Pick out and copy every line in the records below that contains the string "window". Case counts, so match uppercase and lowercase letters exactly.
##### EXTRACTED DATA #####
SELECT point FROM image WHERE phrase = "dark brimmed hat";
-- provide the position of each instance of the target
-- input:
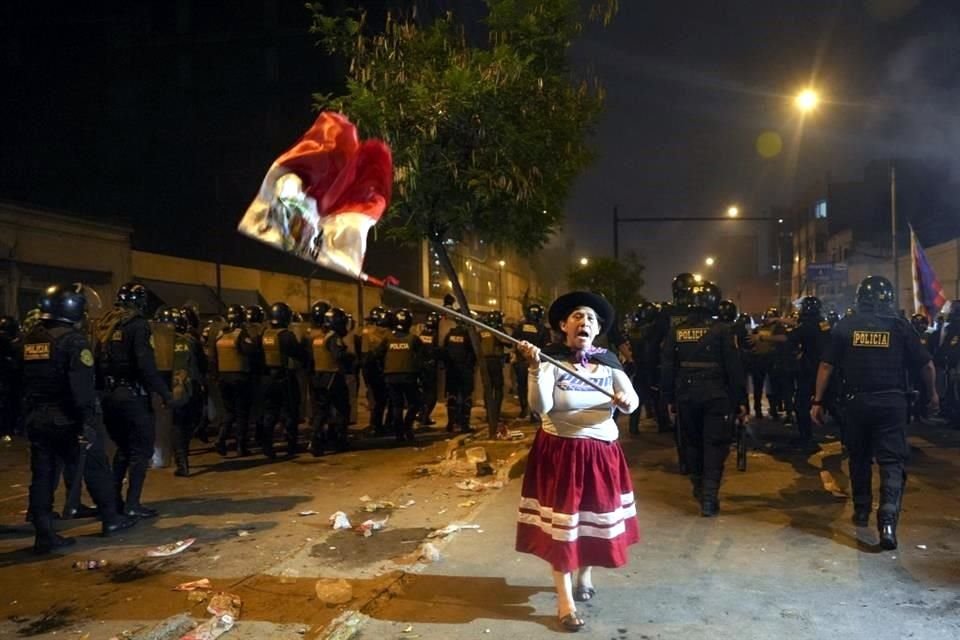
(563, 306)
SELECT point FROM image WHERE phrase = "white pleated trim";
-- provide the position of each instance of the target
(568, 527)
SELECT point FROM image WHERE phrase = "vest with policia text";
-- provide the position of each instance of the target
(401, 355)
(323, 359)
(229, 357)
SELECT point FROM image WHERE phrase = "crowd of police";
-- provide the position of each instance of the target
(71, 384)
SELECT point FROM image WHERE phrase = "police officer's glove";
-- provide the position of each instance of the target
(87, 436)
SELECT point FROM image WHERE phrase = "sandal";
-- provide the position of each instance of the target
(572, 622)
(583, 594)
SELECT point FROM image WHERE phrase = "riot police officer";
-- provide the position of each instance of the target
(873, 348)
(371, 337)
(429, 361)
(531, 330)
(460, 361)
(235, 350)
(128, 374)
(703, 384)
(330, 361)
(10, 376)
(59, 387)
(282, 353)
(492, 352)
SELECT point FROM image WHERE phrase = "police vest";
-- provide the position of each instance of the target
(323, 359)
(163, 345)
(44, 368)
(229, 357)
(490, 345)
(401, 357)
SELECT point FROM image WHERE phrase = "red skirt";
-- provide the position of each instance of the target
(576, 506)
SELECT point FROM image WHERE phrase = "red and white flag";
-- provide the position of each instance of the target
(321, 197)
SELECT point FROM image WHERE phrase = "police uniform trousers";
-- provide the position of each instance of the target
(459, 396)
(404, 393)
(493, 392)
(376, 394)
(55, 445)
(876, 429)
(128, 414)
(236, 393)
(281, 403)
(330, 409)
(428, 388)
(707, 436)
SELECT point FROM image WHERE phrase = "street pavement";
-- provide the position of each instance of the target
(783, 558)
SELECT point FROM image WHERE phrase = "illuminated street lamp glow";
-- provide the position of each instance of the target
(807, 100)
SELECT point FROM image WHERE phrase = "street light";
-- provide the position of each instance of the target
(807, 100)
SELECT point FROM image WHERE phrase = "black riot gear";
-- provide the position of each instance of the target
(338, 321)
(403, 320)
(920, 323)
(254, 314)
(280, 315)
(727, 311)
(318, 313)
(236, 316)
(811, 307)
(682, 283)
(534, 313)
(875, 294)
(133, 295)
(62, 303)
(706, 297)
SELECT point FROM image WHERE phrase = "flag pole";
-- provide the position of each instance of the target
(389, 285)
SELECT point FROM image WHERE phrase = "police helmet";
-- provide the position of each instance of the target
(192, 318)
(495, 320)
(727, 311)
(402, 320)
(318, 313)
(133, 295)
(875, 294)
(376, 315)
(811, 308)
(236, 315)
(534, 313)
(705, 297)
(682, 283)
(9, 326)
(920, 322)
(254, 313)
(280, 315)
(62, 303)
(646, 312)
(337, 320)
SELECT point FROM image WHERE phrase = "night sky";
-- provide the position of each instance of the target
(691, 84)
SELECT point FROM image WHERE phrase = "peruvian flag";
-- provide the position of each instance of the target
(321, 197)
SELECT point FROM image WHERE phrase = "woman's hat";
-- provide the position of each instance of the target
(563, 306)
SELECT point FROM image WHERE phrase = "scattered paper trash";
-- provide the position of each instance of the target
(451, 529)
(428, 553)
(223, 603)
(171, 549)
(333, 591)
(339, 520)
(203, 583)
(369, 526)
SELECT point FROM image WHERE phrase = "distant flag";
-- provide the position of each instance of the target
(928, 296)
(321, 197)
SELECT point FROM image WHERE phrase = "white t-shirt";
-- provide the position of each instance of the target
(570, 408)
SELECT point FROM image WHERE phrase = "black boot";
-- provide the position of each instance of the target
(46, 539)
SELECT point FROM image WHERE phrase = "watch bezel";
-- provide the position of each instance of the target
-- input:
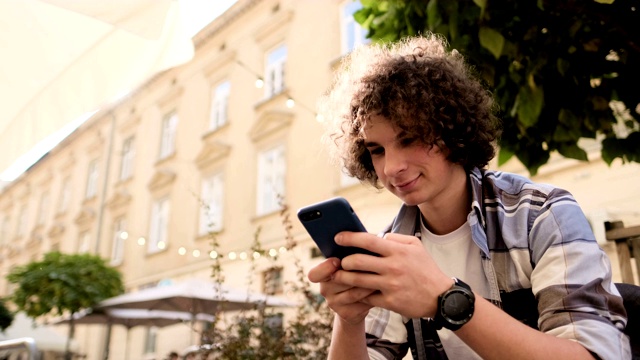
(468, 294)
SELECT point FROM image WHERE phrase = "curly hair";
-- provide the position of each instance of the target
(423, 90)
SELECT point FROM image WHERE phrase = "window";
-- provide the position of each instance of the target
(272, 282)
(92, 180)
(352, 33)
(346, 180)
(84, 241)
(43, 209)
(159, 225)
(271, 180)
(126, 162)
(117, 245)
(219, 105)
(168, 137)
(274, 74)
(22, 221)
(4, 231)
(65, 196)
(211, 206)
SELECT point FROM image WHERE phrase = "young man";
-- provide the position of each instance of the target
(477, 264)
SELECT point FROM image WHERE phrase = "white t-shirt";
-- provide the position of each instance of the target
(457, 256)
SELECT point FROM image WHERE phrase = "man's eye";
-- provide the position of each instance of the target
(407, 141)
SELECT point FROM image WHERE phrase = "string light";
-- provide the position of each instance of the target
(290, 102)
(232, 255)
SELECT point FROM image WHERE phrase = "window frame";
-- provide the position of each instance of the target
(211, 214)
(271, 181)
(159, 225)
(169, 126)
(275, 70)
(127, 157)
(219, 114)
(118, 242)
(91, 189)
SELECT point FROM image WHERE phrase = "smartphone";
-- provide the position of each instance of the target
(325, 219)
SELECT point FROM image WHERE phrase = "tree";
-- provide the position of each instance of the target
(63, 283)
(6, 317)
(560, 70)
(261, 334)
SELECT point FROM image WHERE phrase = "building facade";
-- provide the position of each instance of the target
(223, 144)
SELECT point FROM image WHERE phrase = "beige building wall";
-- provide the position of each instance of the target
(233, 48)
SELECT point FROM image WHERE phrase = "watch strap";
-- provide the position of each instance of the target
(464, 292)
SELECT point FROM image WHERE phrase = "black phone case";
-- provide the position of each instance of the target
#####
> **CORRECT OUTPUT**
SELECT point FROM image WHERE phrase = "window";
SELECT point FROM image WHERE phrase = "window frame";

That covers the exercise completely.